Records from a data collection:
◆ ◆ ◆ ◆
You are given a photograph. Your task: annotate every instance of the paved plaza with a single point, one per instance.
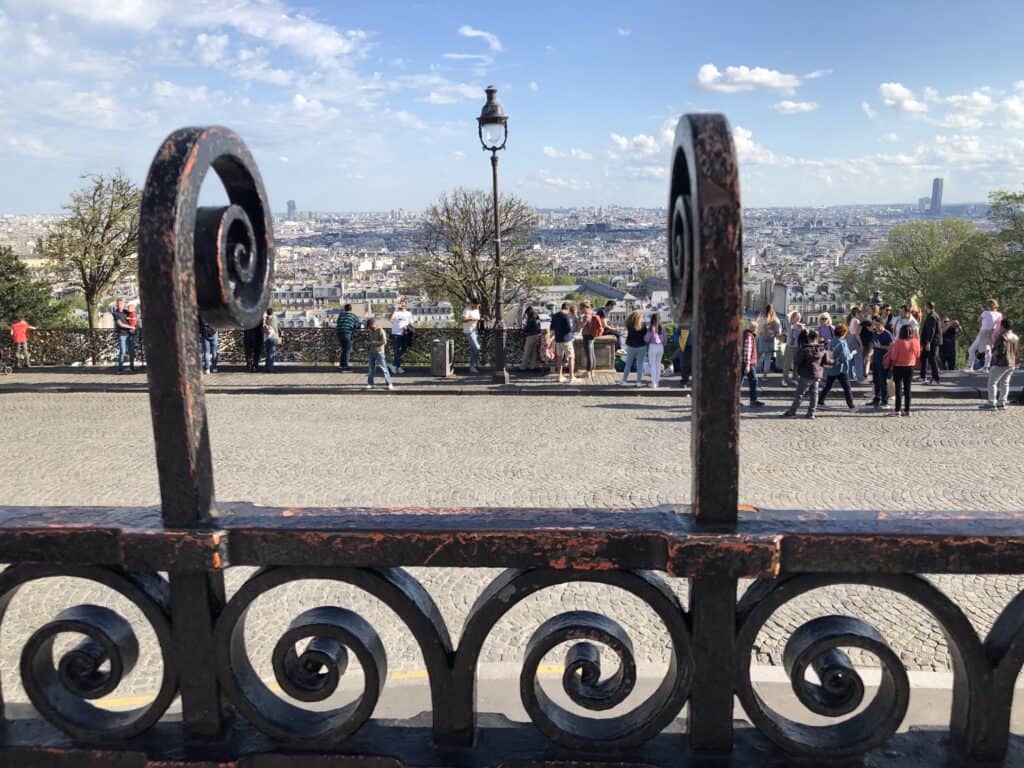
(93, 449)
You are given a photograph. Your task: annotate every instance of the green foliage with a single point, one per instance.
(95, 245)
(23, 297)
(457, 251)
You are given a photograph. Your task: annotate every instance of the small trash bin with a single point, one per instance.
◆ ◆ ◆ ◆
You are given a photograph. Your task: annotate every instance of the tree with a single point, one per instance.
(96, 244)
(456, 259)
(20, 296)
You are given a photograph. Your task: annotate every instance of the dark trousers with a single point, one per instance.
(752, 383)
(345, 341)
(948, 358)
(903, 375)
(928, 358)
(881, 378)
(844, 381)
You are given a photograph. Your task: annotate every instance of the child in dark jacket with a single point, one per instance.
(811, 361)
◆ ◆ ◆ ◆
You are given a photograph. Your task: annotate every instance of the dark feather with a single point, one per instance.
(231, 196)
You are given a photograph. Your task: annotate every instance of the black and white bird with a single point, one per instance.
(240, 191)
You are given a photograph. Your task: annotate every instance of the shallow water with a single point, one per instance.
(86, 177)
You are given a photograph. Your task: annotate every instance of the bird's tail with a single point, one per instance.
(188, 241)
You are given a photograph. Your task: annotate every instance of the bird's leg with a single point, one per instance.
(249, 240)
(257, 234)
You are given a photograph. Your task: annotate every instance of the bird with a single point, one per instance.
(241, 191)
◆ ◆ ◆ ◆
*WHAT THE TASK ASKS*. Look above for the line with "plaza with a single point, one per instance.", then give again exactly every line from there through the line with "bin with a single point, one per instance.", skipping the pictures.

*ANSWER TO THE PROBLEM*.
You are given a photograph. Your task: annotate every instance of the paved plaza with a single point, one per instance.
(93, 449)
You are given a photograph. Your task: annotate every instance of the green foliage with a single point, one per instance.
(95, 245)
(23, 297)
(457, 251)
You are given a photograph. Your task: annotate every instance of the small trash bin with a single point, one per instance.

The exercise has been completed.